• Required work:
1. In the forum thread about driving from Athens to the UK, which tunnel on the second suggested route can be closed in bad weather?
2. Pick up the forum thread about driving from Athens to the UK where it stops, writing the post from The Grocer that follows.

• Excerpt provided:
[Begin]

# Driving back to UK



## torba (Jul 15, 2010)

Driving back to UK from Athens, via Ancona, in February. Any suggestions on the best way to go please?


----------



## xabiaxica (Jun 23, 2009)

torba said:


> Driving back to UK from Athens, via Ancona, in February. Any suggestions on the best way to go please?


I can't help personally, but ViaMichelin: driving directions, maps, traffic news, weather forecast, restaurants and hotel booking is usually pretty good


----------



## The Grocer (May 30, 2010)

torba said:


> Driving back to UK from Athens, via Ancona, in February. Any suggestions on the best way to go please?


Hi there,
We do the route a fair bit in various weathers......considering the time you are traveling there are two options I would advise.....

1) Towards Innsbruck (Brenner pass) , then Munich, Stuttgart and over Luxembourg & Belgium. It is seldom the Brenner pass is closed even in bad weather and I have done this trip mid winter in heavy snow.

2) Towards Milano / Torino and through Frejus Tunnel (but this CAN be closed in bad weather).....Lyon and up through France.

Take care


----------



## torba (Jul 15, 2010)

Have you had to use chains on tyres? or are the motorways kept clear?

Any info helpful.


----------



## The Grocer (May 30, 2010)

[End]

• Dataset extract:
[Begin]

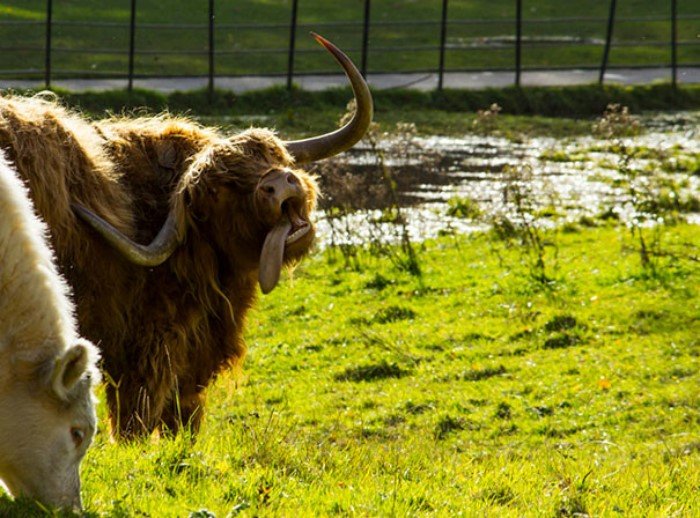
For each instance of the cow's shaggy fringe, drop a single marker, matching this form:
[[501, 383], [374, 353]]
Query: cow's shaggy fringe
[[36, 313], [164, 332]]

[End]

• Solved tasks:
1. The Frejus Tunnel.

2.
No I have never had to use chains (however I do carry them as in some areas they are required by law / or winter tyres etc). The motorways (hence the route towards Munich rather than "left at Innsbruck") are excellent and in my experience have been kept clear despite snow in the villages being over 3 ft !

Don't forget the "legal bits", especially France that by law you have to carry a yellow jacket accessible from within the car....and they are just about to bring in a law that demands you carry a Breathalyzer test! I am told these will be easily available from around 2-3 Euro.......Also France requires you carry spare light bulbs. I have never be stopped and challenged in my 1000's of miles of driving in France....but there's always a 1st time.

Going the Germany route, whilst slightly longer does save on France motorway tolls also.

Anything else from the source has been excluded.